**** Extract

On the day I found out about you…
Daddy was at work, and so was I. The day was slow, and uneventful, with only the long Memorial Day weekend ahead to look forward to. We’d tried so hard to remain positive, and to hold each other up, as we made our way along this emotional, bumpy path toward you. But it seemed, on that day, that you would never come.
Until the phone rang.
When I heard the words, “She picked you and Brian,” you could have knocked me over with a feather. We had applied for you over two months previous to that phone call, and had given up hope that we would be chosen. We’d tried to forget about you, to move on with our lives. And then…this. I never even saw you coming, Baby Boy. Until that moment, you were a lovely dream; one that seemed far away and hazy around the edges.
And then I heard those words, and you came into sharp, gorgeous focus. And our hearts soared.

********

* Your tasks *
**1)** Answer these questions about the passage on the day of the phone call.
(a) What long weekend lay ahead on that day?
(b) How long before the phone call had the application been made?
(c) What words were heard on the phone?
**2)** Echo part of the passage on the day of the phone call word for word, from "Until the phone" up to and including "our hearts soared.".

**** Dataset

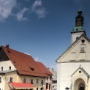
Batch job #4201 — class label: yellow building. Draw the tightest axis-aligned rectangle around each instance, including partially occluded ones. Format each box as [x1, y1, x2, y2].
[0, 45, 52, 90]
[57, 10, 90, 90]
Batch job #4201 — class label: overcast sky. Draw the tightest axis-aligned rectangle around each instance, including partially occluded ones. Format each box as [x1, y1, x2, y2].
[0, 0, 90, 68]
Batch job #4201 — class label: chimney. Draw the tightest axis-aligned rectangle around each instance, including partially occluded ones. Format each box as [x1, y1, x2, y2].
[5, 44, 10, 53]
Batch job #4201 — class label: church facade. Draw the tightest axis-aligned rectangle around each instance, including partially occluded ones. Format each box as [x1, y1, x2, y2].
[56, 10, 90, 90]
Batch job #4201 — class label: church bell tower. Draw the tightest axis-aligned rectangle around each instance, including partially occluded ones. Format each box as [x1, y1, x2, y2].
[71, 10, 86, 43]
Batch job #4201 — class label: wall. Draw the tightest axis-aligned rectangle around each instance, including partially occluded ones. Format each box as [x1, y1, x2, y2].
[57, 62, 90, 90]
[0, 60, 16, 71]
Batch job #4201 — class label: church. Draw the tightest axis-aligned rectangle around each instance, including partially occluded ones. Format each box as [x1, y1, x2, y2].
[56, 10, 90, 90]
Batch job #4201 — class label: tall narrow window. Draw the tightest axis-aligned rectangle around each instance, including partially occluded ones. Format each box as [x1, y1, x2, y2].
[31, 79, 33, 84]
[49, 84, 51, 90]
[36, 79, 39, 84]
[10, 77, 13, 82]
[0, 77, 2, 83]
[23, 78, 26, 83]
[46, 83, 48, 89]
[1, 67, 3, 71]
[9, 66, 11, 70]
[41, 80, 43, 85]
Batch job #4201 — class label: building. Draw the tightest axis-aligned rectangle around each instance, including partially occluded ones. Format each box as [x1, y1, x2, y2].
[37, 62, 52, 90]
[0, 45, 51, 90]
[56, 10, 90, 90]
[50, 68, 57, 90]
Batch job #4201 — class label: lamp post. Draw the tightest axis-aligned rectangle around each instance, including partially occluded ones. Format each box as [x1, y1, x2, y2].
[65, 87, 69, 90]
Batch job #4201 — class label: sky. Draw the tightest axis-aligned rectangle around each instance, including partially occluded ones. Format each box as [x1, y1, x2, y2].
[0, 0, 90, 69]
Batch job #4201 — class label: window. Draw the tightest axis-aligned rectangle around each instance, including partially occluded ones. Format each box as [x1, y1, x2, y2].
[50, 76, 52, 79]
[0, 77, 2, 83]
[46, 83, 48, 89]
[29, 67, 35, 71]
[81, 39, 85, 43]
[23, 78, 26, 83]
[36, 79, 39, 84]
[80, 47, 85, 53]
[1, 67, 3, 71]
[36, 88, 38, 90]
[47, 77, 48, 80]
[49, 84, 51, 90]
[9, 66, 11, 70]
[31, 79, 33, 84]
[10, 77, 13, 82]
[41, 80, 43, 85]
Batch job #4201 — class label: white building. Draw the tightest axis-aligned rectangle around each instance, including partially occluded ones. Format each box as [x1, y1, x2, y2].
[56, 10, 90, 90]
[50, 68, 57, 90]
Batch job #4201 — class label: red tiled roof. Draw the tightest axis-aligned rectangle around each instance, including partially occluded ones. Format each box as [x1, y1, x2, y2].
[2, 46, 47, 77]
[9, 82, 34, 89]
[36, 62, 52, 75]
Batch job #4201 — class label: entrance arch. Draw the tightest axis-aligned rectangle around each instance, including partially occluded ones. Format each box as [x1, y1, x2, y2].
[74, 78, 85, 90]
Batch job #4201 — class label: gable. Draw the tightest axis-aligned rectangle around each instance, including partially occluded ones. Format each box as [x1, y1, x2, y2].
[71, 67, 89, 77]
[0, 47, 9, 61]
[57, 35, 90, 62]
[2, 46, 47, 77]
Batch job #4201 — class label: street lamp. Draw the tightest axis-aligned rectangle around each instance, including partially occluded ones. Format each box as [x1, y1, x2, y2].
[65, 87, 69, 90]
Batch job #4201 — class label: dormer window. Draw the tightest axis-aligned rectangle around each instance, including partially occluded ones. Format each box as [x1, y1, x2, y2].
[29, 67, 34, 71]
[31, 79, 33, 84]
[81, 39, 85, 43]
[10, 77, 13, 82]
[80, 47, 85, 53]
[23, 78, 26, 83]
[9, 66, 11, 70]
[1, 67, 3, 71]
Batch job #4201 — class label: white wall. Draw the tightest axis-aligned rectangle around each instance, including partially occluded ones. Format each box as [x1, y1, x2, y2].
[0, 60, 16, 71]
[71, 32, 84, 43]
[57, 62, 90, 90]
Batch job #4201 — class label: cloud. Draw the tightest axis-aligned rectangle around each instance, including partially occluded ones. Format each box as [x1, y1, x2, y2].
[0, 0, 17, 21]
[34, 57, 41, 61]
[32, 0, 42, 11]
[35, 8, 46, 18]
[16, 7, 29, 21]
[25, 53, 30, 56]
[31, 0, 46, 18]
[50, 64, 57, 71]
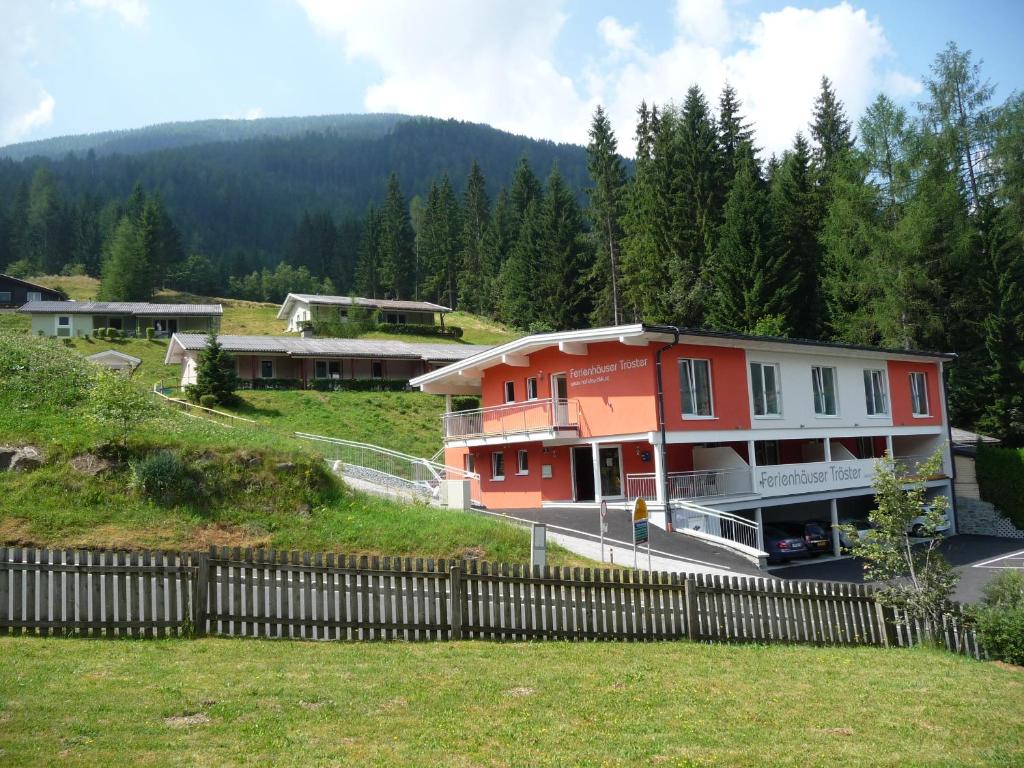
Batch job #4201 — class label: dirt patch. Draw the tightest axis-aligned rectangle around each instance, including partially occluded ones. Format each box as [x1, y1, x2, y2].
[164, 712, 210, 728]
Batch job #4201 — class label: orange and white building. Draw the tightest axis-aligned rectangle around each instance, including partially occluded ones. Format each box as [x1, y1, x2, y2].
[411, 325, 952, 561]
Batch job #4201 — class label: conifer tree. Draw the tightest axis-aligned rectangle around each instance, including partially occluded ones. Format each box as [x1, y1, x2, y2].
[709, 144, 797, 333]
[378, 173, 416, 299]
[458, 161, 490, 314]
[587, 105, 626, 326]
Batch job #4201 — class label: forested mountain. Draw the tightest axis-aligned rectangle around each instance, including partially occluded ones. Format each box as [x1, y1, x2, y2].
[0, 43, 1024, 444]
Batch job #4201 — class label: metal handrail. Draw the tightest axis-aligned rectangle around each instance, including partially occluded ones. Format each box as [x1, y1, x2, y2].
[293, 432, 480, 497]
[441, 398, 580, 439]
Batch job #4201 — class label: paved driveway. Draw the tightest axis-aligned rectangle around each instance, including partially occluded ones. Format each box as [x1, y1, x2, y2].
[769, 534, 1024, 603]
[476, 507, 765, 577]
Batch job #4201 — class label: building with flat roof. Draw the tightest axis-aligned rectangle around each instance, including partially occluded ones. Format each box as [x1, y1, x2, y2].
[164, 333, 487, 389]
[411, 325, 953, 561]
[278, 293, 452, 333]
[17, 301, 224, 338]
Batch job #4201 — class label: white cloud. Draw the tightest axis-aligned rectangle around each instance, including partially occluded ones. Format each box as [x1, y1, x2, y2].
[298, 0, 920, 152]
[78, 0, 150, 27]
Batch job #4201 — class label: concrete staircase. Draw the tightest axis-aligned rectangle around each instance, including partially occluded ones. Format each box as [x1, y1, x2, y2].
[956, 496, 1024, 539]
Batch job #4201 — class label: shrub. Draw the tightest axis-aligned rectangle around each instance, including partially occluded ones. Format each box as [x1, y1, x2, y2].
[975, 444, 1024, 528]
[129, 451, 196, 504]
[978, 570, 1024, 665]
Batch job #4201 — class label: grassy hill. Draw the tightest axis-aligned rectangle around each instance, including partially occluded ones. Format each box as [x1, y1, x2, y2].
[0, 334, 582, 564]
[0, 638, 1024, 768]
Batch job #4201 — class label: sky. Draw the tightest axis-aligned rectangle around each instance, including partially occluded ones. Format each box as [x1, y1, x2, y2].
[0, 0, 1024, 154]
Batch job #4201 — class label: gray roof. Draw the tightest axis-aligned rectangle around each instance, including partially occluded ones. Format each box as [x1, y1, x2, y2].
[167, 333, 487, 362]
[17, 301, 224, 316]
[282, 293, 452, 312]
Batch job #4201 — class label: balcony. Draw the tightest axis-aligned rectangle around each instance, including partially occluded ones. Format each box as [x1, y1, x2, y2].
[442, 398, 580, 441]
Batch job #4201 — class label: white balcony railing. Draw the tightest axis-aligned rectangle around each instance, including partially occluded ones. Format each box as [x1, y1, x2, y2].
[441, 399, 580, 439]
[626, 469, 752, 500]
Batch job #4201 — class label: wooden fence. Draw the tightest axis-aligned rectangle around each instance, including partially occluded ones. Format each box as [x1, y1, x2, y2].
[0, 548, 983, 657]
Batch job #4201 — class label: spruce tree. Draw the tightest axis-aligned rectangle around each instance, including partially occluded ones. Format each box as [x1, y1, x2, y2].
[709, 144, 797, 333]
[587, 105, 626, 326]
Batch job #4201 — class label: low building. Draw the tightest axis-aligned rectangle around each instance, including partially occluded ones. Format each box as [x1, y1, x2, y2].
[164, 333, 487, 389]
[411, 325, 953, 561]
[0, 274, 68, 307]
[278, 293, 452, 333]
[18, 301, 224, 338]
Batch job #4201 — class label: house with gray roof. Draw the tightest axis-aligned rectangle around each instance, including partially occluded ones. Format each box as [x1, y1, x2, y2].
[164, 333, 488, 389]
[17, 301, 224, 338]
[278, 293, 452, 333]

********

* Task-by-task answers *
**1)**
(a) The Memorial Day weekend.
(b) Over two months.
(c) "She picked you and Brian."

**2)**
Until the phone rang.
When I heard the words, “She picked you and Brian,” you could have knocked me over with a feather. We had applied for you over two months previous to that phone call, and had given up hope that we would be chosen. We’d tried to forget about you, to move on with our lives. And then…this. I never even saw you coming, Baby Boy. Until that moment, you were a lovely dream; one that seemed far away and hazy around the edges.
And then I heard those words, and you came into sharp, gorgeous focus. And our hearts soared.